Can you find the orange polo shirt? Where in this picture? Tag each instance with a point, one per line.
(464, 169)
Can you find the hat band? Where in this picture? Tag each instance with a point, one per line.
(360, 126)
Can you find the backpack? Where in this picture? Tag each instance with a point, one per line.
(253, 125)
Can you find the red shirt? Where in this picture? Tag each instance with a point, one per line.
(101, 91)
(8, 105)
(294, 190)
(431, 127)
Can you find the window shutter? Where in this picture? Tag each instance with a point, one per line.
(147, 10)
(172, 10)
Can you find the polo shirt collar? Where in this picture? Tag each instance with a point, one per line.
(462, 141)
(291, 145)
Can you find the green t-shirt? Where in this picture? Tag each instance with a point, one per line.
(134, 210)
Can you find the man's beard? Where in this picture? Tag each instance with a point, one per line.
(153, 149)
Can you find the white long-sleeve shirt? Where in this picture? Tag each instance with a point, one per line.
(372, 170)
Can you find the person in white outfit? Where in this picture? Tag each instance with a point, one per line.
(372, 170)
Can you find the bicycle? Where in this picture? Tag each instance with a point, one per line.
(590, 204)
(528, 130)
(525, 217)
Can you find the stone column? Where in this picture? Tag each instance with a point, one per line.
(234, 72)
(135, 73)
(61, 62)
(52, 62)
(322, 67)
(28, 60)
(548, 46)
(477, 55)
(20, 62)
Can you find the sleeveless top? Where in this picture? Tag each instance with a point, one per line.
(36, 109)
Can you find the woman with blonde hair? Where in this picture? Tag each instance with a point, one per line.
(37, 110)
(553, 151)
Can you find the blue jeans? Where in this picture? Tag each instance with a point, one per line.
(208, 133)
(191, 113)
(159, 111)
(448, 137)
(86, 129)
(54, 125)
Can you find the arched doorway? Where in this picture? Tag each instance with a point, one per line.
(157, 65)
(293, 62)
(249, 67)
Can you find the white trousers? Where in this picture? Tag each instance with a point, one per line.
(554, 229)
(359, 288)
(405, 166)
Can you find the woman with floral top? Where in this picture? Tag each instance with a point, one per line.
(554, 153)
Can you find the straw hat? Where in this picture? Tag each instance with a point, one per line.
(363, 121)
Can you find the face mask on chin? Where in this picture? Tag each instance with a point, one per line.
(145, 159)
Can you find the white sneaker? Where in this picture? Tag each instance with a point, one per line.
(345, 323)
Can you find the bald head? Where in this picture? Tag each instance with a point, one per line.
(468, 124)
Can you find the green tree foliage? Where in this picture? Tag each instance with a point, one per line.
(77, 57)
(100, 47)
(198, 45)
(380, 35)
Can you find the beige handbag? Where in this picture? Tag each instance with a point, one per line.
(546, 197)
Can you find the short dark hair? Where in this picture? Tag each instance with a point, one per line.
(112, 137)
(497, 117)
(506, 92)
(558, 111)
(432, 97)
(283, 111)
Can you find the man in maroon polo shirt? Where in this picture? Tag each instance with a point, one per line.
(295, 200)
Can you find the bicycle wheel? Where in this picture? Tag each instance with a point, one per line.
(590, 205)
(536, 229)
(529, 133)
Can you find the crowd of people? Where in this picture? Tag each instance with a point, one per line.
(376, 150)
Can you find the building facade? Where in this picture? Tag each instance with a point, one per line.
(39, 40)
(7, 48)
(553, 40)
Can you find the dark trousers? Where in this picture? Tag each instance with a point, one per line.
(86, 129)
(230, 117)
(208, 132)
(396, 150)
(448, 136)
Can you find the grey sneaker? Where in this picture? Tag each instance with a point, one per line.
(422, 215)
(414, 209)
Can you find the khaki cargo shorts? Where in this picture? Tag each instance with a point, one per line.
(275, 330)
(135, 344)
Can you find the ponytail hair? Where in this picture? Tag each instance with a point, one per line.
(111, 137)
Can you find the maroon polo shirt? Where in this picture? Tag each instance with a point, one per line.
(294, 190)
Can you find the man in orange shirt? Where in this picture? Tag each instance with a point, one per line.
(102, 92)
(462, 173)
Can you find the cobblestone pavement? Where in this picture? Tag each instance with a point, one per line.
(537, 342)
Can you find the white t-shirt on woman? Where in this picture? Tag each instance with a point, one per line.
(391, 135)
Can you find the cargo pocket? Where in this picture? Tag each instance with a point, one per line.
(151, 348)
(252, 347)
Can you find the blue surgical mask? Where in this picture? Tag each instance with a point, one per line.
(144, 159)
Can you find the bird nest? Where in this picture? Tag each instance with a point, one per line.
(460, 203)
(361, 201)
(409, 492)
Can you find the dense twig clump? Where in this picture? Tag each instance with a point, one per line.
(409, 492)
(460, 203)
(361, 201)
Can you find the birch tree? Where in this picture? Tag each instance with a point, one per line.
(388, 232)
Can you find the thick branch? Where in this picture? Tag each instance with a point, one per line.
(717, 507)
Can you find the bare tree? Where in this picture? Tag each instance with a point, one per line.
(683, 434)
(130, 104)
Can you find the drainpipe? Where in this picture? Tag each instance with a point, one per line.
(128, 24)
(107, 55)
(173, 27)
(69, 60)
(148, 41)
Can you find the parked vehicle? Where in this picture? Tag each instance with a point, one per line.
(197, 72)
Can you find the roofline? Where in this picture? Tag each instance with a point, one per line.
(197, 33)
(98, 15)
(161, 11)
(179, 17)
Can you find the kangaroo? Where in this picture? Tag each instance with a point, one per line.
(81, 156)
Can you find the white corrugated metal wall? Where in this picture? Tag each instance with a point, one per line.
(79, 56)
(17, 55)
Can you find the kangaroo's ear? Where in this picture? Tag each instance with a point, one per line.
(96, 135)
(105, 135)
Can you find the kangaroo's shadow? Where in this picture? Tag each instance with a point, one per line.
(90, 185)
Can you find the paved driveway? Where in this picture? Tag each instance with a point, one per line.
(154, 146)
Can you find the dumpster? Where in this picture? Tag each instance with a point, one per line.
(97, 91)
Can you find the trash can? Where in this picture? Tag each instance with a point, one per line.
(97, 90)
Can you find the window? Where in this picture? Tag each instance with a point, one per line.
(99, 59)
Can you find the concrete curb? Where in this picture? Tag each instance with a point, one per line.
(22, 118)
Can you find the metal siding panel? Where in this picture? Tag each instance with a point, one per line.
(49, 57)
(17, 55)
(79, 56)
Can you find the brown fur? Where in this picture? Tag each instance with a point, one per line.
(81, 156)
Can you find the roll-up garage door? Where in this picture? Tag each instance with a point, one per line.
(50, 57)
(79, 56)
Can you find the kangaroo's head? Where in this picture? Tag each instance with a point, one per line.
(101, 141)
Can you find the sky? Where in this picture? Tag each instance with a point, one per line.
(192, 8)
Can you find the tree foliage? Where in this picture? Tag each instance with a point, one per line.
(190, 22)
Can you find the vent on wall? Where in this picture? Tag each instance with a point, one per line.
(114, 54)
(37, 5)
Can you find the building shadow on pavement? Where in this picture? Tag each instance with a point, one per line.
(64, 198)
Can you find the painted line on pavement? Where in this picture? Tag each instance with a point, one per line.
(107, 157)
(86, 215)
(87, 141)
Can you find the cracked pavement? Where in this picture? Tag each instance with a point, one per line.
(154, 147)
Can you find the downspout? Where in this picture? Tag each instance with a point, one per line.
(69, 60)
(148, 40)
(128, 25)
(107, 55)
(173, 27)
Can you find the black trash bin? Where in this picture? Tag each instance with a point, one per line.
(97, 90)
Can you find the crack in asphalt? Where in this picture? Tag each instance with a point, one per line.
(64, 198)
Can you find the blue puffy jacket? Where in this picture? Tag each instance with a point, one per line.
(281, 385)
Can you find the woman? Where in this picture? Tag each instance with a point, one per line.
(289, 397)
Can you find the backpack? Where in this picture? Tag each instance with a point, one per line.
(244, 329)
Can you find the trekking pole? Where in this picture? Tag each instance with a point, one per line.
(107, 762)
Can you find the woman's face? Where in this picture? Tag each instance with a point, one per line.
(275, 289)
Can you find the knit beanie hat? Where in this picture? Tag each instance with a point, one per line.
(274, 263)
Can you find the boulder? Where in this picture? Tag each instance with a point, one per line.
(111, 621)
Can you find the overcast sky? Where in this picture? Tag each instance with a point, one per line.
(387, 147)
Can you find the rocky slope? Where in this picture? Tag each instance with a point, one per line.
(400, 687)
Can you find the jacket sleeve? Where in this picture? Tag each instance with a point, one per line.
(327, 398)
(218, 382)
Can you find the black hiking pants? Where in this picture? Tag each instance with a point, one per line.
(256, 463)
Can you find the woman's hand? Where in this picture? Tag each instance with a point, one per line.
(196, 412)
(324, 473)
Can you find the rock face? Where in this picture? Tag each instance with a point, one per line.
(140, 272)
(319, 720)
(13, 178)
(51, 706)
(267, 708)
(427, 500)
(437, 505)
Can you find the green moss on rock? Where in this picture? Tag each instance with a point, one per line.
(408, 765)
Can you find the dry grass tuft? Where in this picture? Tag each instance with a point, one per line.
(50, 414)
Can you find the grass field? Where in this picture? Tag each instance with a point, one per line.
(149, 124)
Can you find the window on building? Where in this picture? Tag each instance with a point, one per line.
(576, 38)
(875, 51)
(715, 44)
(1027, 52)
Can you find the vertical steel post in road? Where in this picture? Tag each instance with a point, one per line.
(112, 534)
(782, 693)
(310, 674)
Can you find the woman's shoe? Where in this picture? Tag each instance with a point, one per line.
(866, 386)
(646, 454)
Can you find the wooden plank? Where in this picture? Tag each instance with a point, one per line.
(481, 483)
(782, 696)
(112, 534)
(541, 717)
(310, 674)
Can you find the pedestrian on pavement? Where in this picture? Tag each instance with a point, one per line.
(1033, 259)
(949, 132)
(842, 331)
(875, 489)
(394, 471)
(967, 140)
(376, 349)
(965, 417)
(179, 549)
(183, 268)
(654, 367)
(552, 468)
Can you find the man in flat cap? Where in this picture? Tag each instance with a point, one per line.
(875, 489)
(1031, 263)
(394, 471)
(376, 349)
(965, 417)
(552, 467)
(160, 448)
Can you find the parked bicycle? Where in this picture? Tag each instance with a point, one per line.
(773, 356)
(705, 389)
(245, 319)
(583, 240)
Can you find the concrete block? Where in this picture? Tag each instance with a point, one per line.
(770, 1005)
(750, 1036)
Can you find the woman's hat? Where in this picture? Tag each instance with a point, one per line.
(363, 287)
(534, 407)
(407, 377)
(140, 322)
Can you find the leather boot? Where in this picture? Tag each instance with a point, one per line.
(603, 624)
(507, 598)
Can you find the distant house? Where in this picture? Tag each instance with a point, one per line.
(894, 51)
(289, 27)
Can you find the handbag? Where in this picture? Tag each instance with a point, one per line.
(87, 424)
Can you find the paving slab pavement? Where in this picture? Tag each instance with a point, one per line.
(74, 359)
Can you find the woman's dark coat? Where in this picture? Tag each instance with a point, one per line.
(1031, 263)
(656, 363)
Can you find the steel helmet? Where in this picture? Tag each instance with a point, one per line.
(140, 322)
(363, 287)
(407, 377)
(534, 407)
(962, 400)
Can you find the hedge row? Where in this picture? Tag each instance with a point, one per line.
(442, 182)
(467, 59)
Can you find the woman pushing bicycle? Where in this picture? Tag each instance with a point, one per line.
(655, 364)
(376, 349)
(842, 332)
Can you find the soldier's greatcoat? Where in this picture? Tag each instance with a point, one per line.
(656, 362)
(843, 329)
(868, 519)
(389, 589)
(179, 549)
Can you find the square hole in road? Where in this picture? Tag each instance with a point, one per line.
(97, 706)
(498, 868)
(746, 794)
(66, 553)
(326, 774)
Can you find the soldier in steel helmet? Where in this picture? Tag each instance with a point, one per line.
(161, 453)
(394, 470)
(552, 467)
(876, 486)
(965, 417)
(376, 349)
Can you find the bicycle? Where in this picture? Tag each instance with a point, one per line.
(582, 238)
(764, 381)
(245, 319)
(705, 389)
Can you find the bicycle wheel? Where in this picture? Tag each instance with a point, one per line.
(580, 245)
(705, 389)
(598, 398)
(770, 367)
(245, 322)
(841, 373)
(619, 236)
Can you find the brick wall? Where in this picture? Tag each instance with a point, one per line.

*Direction*
Transcribe exactly the line containing "Can you find the soldier in" and all remaining lines of the material, ending with the last one.

*The solution*
Can you find the soldier in steel helmet? Where in this picture? Tag each instance with a point, one per line.
(161, 453)
(394, 470)
(552, 467)
(876, 486)
(965, 417)
(376, 349)
Can you find the bicycle? Where in this picture? Tag each instance with a point, one per line.
(582, 238)
(764, 381)
(245, 319)
(705, 389)
Can you find the bicycle wheel? Where in this picture? Tag each instance with a point, one per line.
(580, 245)
(705, 389)
(598, 398)
(770, 367)
(245, 322)
(841, 373)
(619, 236)
Can you find the brick wall? Where in this picture? Tag each instance with a point, one per line.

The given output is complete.